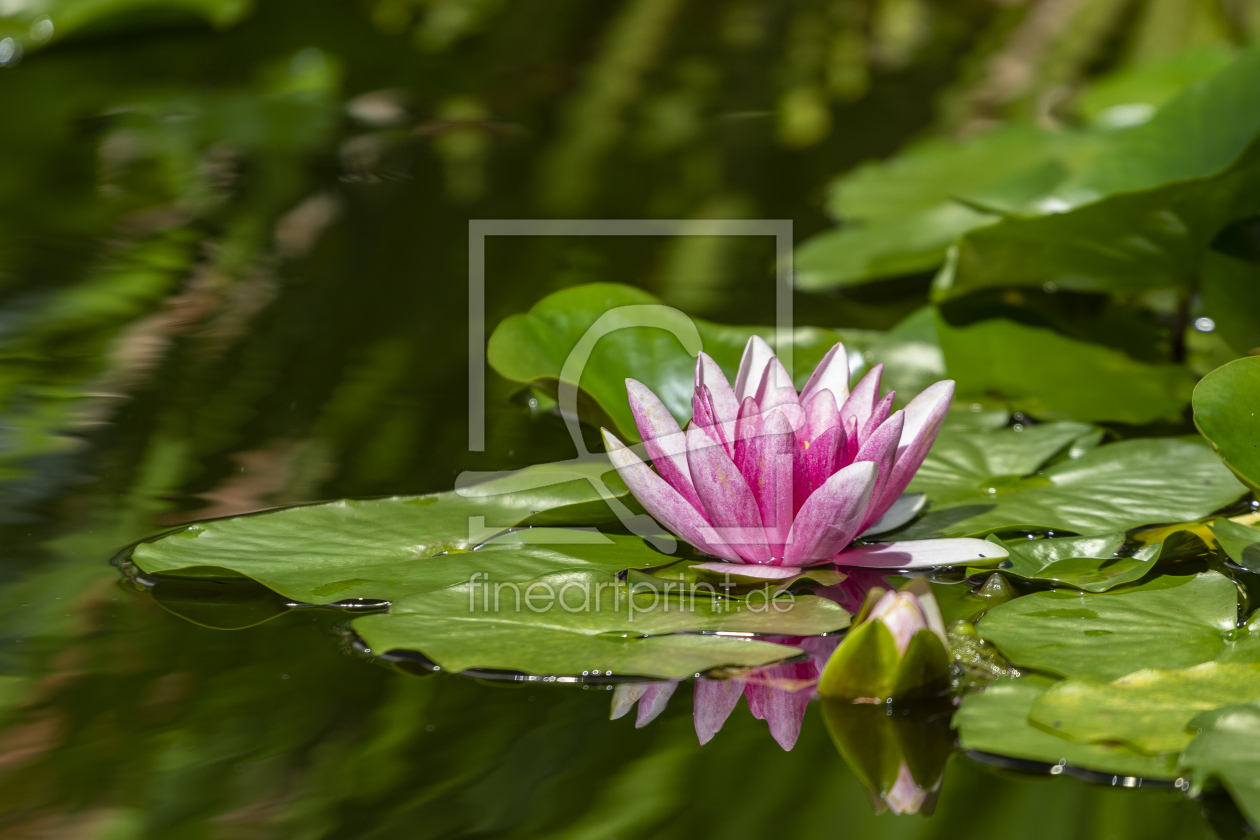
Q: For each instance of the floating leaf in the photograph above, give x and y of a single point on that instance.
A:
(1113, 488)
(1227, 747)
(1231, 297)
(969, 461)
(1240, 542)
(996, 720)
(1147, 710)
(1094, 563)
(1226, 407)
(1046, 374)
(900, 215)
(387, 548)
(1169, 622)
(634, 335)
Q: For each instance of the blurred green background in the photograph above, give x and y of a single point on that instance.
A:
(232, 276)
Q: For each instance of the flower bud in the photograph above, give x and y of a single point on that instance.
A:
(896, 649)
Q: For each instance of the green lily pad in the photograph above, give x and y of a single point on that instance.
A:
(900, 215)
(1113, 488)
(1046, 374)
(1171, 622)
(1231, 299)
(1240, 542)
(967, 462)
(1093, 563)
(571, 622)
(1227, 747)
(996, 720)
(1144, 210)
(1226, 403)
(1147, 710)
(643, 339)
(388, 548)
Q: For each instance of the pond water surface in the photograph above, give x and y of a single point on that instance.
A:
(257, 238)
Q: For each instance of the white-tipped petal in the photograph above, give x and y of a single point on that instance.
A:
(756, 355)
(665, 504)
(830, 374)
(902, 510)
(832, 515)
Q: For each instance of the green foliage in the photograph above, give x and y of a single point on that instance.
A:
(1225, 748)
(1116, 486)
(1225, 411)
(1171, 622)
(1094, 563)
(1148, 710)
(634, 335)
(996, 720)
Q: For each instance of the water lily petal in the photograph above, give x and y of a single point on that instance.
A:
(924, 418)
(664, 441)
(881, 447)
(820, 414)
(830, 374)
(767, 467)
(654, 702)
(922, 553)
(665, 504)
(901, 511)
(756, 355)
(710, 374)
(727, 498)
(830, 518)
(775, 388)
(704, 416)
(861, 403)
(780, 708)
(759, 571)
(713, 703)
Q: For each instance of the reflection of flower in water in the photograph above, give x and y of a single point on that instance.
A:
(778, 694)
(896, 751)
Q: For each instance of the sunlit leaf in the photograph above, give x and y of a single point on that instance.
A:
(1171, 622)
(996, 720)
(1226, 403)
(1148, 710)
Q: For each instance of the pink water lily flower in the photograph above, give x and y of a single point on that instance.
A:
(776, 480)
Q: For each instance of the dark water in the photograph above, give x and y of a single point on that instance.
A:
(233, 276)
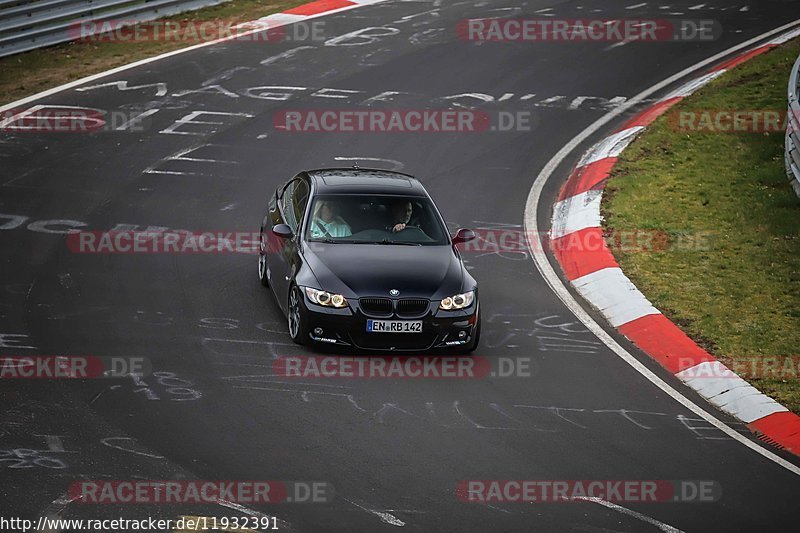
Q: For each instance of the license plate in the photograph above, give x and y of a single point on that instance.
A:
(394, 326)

______________________________

**Exercise requirements:** Quote all of the items above word for word, omitting the pictures.

**The solution:**
Q: For each instance of the floating leaf in the photograph above, give x and y of a single point on that instance.
A:
(1113, 488)
(1227, 747)
(1231, 297)
(969, 461)
(1240, 542)
(996, 720)
(1147, 710)
(1094, 563)
(1226, 407)
(1046, 374)
(900, 215)
(387, 548)
(1169, 622)
(634, 335)
Q: For each instance of the blurred green background in the photograph above, give x and y of a single point on that instance.
A:
(232, 276)
Q: For each instance of the flower bud in the photograph above, give x and y of a single point on that instance.
A:
(896, 649)
Q: For each instance of the green lily pad in the photograph above, give x and y of a single point on that instance.
A:
(900, 215)
(1113, 488)
(1046, 374)
(1171, 622)
(1231, 299)
(1240, 542)
(967, 462)
(1093, 563)
(571, 622)
(1227, 747)
(996, 720)
(1144, 210)
(1226, 403)
(1147, 710)
(643, 339)
(388, 548)
Q: For each instance of the pond water surface in the photograph above, give x and y of a single point on that instance.
A:
(257, 238)
Q: For each instance of the white-tipped petal in the photograph above, give x and y of a single point on that instance.
A:
(756, 355)
(665, 504)
(830, 374)
(902, 510)
(832, 515)
Q: For each instance of the green foliage in the photograph above, give x and y of a single point on that instance.
A:
(1225, 748)
(1116, 486)
(1225, 411)
(1171, 622)
(1094, 563)
(1148, 710)
(634, 335)
(996, 720)
Q: For each instance of the water lily petal in the photograph above, give x and y of a single point on that instance.
A:
(924, 418)
(664, 441)
(881, 447)
(820, 414)
(830, 374)
(767, 467)
(654, 702)
(922, 553)
(665, 504)
(901, 511)
(756, 355)
(710, 374)
(727, 498)
(830, 518)
(775, 388)
(704, 416)
(861, 403)
(780, 708)
(759, 571)
(713, 703)
Q: For each instance of the reflection of flower in water in the photograph above, give x and y of a single point on that instance.
A:
(778, 694)
(896, 751)
Q: For each instance of the sunlit leaf in the photograph above, give x and y of a single point on that instance.
A:
(1171, 622)
(996, 720)
(1226, 403)
(1148, 710)
Q: For each instance of the pink water lily flower in the photograph above, give x and y of a single point on that instance.
A:
(776, 480)
Q: For each instance of the dark water in the photograph above, give x and y of a single point on that instance.
A:
(233, 276)
Q: For each instance of the license plate in the photograph above, give x and y of a single point on that instance.
A:
(394, 326)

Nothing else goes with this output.